[Start of RECORDS FOR THE TASK]

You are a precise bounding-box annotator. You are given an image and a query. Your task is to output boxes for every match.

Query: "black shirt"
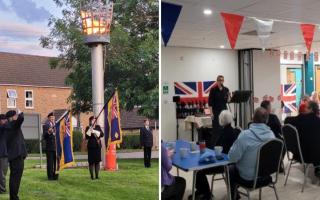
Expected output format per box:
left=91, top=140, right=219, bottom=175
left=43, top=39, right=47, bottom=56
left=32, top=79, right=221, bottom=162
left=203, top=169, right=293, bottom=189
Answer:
left=208, top=87, right=229, bottom=115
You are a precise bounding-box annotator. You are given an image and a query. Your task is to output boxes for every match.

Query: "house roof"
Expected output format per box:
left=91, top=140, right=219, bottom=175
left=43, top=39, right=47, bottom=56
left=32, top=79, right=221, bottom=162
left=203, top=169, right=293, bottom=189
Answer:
left=0, top=52, right=69, bottom=87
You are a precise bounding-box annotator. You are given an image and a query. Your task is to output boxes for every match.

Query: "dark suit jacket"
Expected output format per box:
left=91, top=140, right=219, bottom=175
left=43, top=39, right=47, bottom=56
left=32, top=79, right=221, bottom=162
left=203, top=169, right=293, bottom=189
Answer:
left=5, top=113, right=27, bottom=161
left=0, top=125, right=8, bottom=158
left=267, top=113, right=282, bottom=140
left=295, top=113, right=320, bottom=163
left=217, top=124, right=238, bottom=154
left=85, top=125, right=104, bottom=149
left=140, top=126, right=153, bottom=147
left=43, top=121, right=56, bottom=151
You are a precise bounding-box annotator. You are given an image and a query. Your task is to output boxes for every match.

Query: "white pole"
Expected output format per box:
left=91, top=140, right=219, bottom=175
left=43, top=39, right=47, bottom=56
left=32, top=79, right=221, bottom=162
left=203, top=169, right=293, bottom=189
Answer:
left=91, top=44, right=106, bottom=166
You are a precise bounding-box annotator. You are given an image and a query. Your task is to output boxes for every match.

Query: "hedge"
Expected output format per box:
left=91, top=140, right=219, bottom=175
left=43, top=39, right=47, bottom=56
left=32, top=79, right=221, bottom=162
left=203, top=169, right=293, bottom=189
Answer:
left=25, top=131, right=140, bottom=153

[End of RECORDS FOR THE TASK]

• SHORT PROBLEM:
Could you write out the items again from the start through the line with "left=208, top=87, right=229, bottom=115", substituting "labeler" for "annotator", changing nothing else, and leaving out the pictures?

• ANSWER FOR THIS EXERCISE:
You are a precise bounding-box labeler. You are given an image and a query. Your task is to output boxes for every match.

Query: "black shirt"
Expected output format per box:
left=91, top=140, right=219, bottom=175
left=43, top=39, right=47, bottom=56
left=32, top=79, right=221, bottom=162
left=203, top=169, right=293, bottom=189
Answer:
left=208, top=87, right=229, bottom=115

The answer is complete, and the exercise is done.